WHAT YOU NEED TO DO -> Can you copy every item below word for word, leaving the pictures out?

MATERIAL PROVIDED ->
* * * * * * *

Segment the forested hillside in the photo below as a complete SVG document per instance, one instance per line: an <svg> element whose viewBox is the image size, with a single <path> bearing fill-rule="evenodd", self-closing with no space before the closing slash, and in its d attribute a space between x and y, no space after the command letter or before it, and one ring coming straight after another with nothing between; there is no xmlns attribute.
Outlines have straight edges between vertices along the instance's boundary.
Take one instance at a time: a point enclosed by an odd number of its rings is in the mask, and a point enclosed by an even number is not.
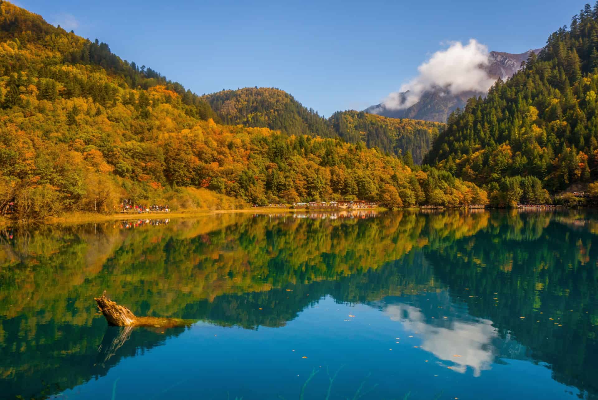
<svg viewBox="0 0 598 400"><path fill-rule="evenodd" d="M444 124L386 118L364 111L338 111L329 119L334 132L347 142L362 141L389 154L411 157L421 164ZM407 154L410 154L410 156ZM406 161L408 164L410 161Z"/></svg>
<svg viewBox="0 0 598 400"><path fill-rule="evenodd" d="M354 111L338 111L327 120L286 92L268 87L223 90L203 96L227 124L267 127L290 135L341 138L401 155L407 151L420 164L442 124L386 118Z"/></svg>
<svg viewBox="0 0 598 400"><path fill-rule="evenodd" d="M484 185L496 205L598 179L598 4L550 35L487 97L448 118L425 162Z"/></svg>
<svg viewBox="0 0 598 400"><path fill-rule="evenodd" d="M0 209L14 201L41 218L124 198L205 207L202 188L260 204L486 201L474 185L361 142L219 124L180 84L7 2L0 26Z"/></svg>
<svg viewBox="0 0 598 400"><path fill-rule="evenodd" d="M280 89L246 87L222 90L203 98L225 124L270 128L289 135L336 136L326 118Z"/></svg>

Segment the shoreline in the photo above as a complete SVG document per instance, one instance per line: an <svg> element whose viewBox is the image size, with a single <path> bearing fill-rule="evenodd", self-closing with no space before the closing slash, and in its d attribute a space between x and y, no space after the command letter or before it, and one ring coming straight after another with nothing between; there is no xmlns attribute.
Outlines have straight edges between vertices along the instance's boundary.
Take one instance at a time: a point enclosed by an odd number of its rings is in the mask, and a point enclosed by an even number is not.
<svg viewBox="0 0 598 400"><path fill-rule="evenodd" d="M557 210L570 209L572 208L591 208L590 206L570 207L567 206L553 206L547 207L522 207L517 208L468 208L464 207L401 207L398 210L418 210L420 212L442 212L448 210L464 210L467 211L483 212L491 211L492 210L517 210L519 212L526 211L554 211ZM271 214L271 213L292 213L294 212L333 212L339 211L371 211L376 212L382 212L387 211L387 209L377 207L372 209L318 209L318 208L291 208L289 207L257 207L243 209L233 209L227 210L210 210L209 209L200 209L197 210L187 210L183 211L177 211L174 212L148 212L148 213L114 213L112 214L100 214L91 212L77 212L74 213L65 213L60 216L51 216L47 218L45 220L39 222L39 224L46 225L71 225L80 224L89 224L92 222L105 222L111 221L125 221L127 219L164 219L164 218L185 218L208 216L209 215L216 215L218 214L229 213L252 213L252 214ZM17 221L8 218L5 216L0 216L0 227L7 227L11 225L19 224Z"/></svg>

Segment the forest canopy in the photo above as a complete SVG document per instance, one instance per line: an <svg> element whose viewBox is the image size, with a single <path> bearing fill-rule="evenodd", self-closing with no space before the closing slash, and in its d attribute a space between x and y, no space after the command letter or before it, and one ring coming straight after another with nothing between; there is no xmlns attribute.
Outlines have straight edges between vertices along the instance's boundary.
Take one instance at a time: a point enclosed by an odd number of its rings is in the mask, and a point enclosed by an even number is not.
<svg viewBox="0 0 598 400"><path fill-rule="evenodd" d="M377 200L390 187L404 206L487 201L410 157L322 138L317 114L306 132L221 124L205 97L8 2L0 26L0 209L14 202L23 218L110 211L124 198L205 207L192 189L231 207Z"/></svg>

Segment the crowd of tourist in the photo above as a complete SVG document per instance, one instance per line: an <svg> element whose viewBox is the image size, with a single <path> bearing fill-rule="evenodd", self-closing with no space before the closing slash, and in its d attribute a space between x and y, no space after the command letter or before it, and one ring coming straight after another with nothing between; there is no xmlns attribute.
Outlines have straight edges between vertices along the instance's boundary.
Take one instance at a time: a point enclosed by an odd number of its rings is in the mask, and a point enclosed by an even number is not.
<svg viewBox="0 0 598 400"><path fill-rule="evenodd" d="M157 226L160 225L168 225L170 220L166 219L138 219L137 221L121 221L117 222L114 225L115 228L119 229L131 229L144 227L147 225Z"/></svg>
<svg viewBox="0 0 598 400"><path fill-rule="evenodd" d="M142 212L170 212L168 204L152 204L151 206L136 204L129 199L124 199L120 203L121 212L136 212L141 214Z"/></svg>

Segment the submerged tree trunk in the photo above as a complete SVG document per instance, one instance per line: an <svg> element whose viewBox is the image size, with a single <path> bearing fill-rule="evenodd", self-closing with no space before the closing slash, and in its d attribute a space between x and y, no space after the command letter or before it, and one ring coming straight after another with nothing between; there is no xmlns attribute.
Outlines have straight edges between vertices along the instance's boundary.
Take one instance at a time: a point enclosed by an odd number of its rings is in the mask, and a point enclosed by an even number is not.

* * * * * * *

EXPECTED OUTPUT ->
Segment the forested hillside in the photo below as a complete SVG document per instance, one instance per line: an <svg> element whose viewBox is the image size, with a single <path> bearing fill-rule="evenodd", self-closing with no space before the closing slash, and in its d attribute a space between x and y, no space after the command letter or before it, and one ring coming straight after another with nothing between; there is no xmlns attribute.
Outlines have straight edges between vertices along the instance's boundary.
Take one instance at a time: a point enclosed by an odd number of its rings is in the mask, and a point enclosed by an even number is not.
<svg viewBox="0 0 598 400"><path fill-rule="evenodd" d="M444 124L386 118L364 111L338 111L329 119L334 132L347 142L362 141L389 154L411 157L421 164ZM407 154L410 154L410 156ZM406 161L408 164L410 161Z"/></svg>
<svg viewBox="0 0 598 400"><path fill-rule="evenodd" d="M354 111L338 111L327 120L286 92L268 87L223 90L203 96L227 124L267 127L290 135L341 138L401 155L407 151L420 164L442 124L386 118Z"/></svg>
<svg viewBox="0 0 598 400"><path fill-rule="evenodd" d="M484 185L496 205L598 179L598 4L550 35L487 97L448 118L425 162Z"/></svg>
<svg viewBox="0 0 598 400"><path fill-rule="evenodd" d="M0 209L14 201L41 218L124 198L205 207L202 188L260 204L486 201L474 185L361 142L219 124L180 84L7 2L0 26Z"/></svg>
<svg viewBox="0 0 598 400"><path fill-rule="evenodd" d="M280 89L246 87L222 90L203 98L225 124L270 128L289 135L336 136L326 118Z"/></svg>

Segment the shoreline in the photo above as a complete SVG document per instance, one instance per line: an <svg> element whose viewBox is the image size, with a single <path> bearing fill-rule="evenodd", self-closing with no space before the closing slash, and in its d attribute a space between x and y, no space after the command letter or before it, and one ring coming straight after another with nothing between; there is no xmlns attribute.
Outlines have straight edges between vertices along the instance's boundary.
Take one instance at a time: a point enclosed by an odd number of its rings is in the mask, and a point enclosed by an even number is not.
<svg viewBox="0 0 598 400"><path fill-rule="evenodd" d="M557 210L570 209L572 208L591 208L590 206L570 207L567 206L553 206L547 207L522 207L517 208L468 208L464 207L401 207L398 210L418 210L420 212L442 212L448 210L464 210L467 211L483 212L491 211L492 210L517 210L519 212L526 211L554 211ZM271 214L271 213L292 213L294 212L333 212L339 211L371 211L376 212L382 212L387 211L387 209L377 207L372 209L318 209L318 208L291 208L289 207L257 207L243 209L233 209L227 210L210 210L209 209L200 209L197 210L187 210L183 211L177 211L174 212L148 212L148 213L114 213L112 214L100 214L91 212L77 212L74 213L65 213L60 216L51 216L47 218L45 220L39 222L39 224L46 225L71 225L80 224L89 224L92 222L105 222L111 221L125 221L127 219L164 219L164 218L185 218L208 216L209 215L216 215L218 214L229 213L252 213L252 214ZM17 221L8 218L5 216L0 216L0 227L7 227L11 225L19 224Z"/></svg>

Segment the forest canopy in the photo above as a complete SVG document per instance, one instance per line: an <svg> element whose viewBox is the image size, with a single <path> bearing fill-rule="evenodd", self-closing with no space before the closing slash, and in its d attribute a space between x and y, no space after the command letter or before it, and one ring coming straight after another with nothing between; there is no xmlns attribute.
Outlines have straight edges between vertices along the instance's boundary.
Take one instance at a time: a point enclosed by an odd number of its rings is in the mask, and a point enclosed by an even number is not.
<svg viewBox="0 0 598 400"><path fill-rule="evenodd" d="M377 200L390 187L404 206L487 201L410 157L322 138L317 114L306 132L221 124L205 97L8 2L0 26L0 209L14 202L23 218L110 211L124 198L205 207L192 189L231 207Z"/></svg>

Segment the crowd of tourist in the photo above as a complete SVG document per instance, one instance per line: an <svg> element whose viewBox is the image size, with a single <path> bearing fill-rule="evenodd", self-closing with no space before the closing slash, and in its d attribute a space between x and y, no space after the command letter or before it, and one ring coming straight after another with nothing between; there is no xmlns attribute.
Outlines have straight edges between vertices along the instance's boundary.
Take one instance at a time: a point enclosed by an odd number of its rings is in the mask, and a point enclosed by an even number is not.
<svg viewBox="0 0 598 400"><path fill-rule="evenodd" d="M157 226L160 225L168 225L170 220L166 219L138 219L137 221L121 221L117 222L114 225L115 228L119 229L131 229L144 227L147 225Z"/></svg>
<svg viewBox="0 0 598 400"><path fill-rule="evenodd" d="M142 212L170 212L168 204L152 204L151 206L136 204L129 199L124 199L120 203L121 212L136 212L141 214Z"/></svg>

Segment the submerged tree trunk in the photo above as a complete SVG document per instance, one instance per line: an <svg> element whose viewBox is the image size, with a single <path> bearing fill-rule="evenodd", self-closing with no space before the closing slash, and in its d attribute a space between x and y, no space after the command letter or before it, and one ring coming straight after another with nothing between; there is no xmlns attribute.
Outlines have straight edges between vertices along the instance's boundary.
Take one instance at a time: a point enclosed by an odd number of its rings is in the mask, and a point enclosed by an even number is not.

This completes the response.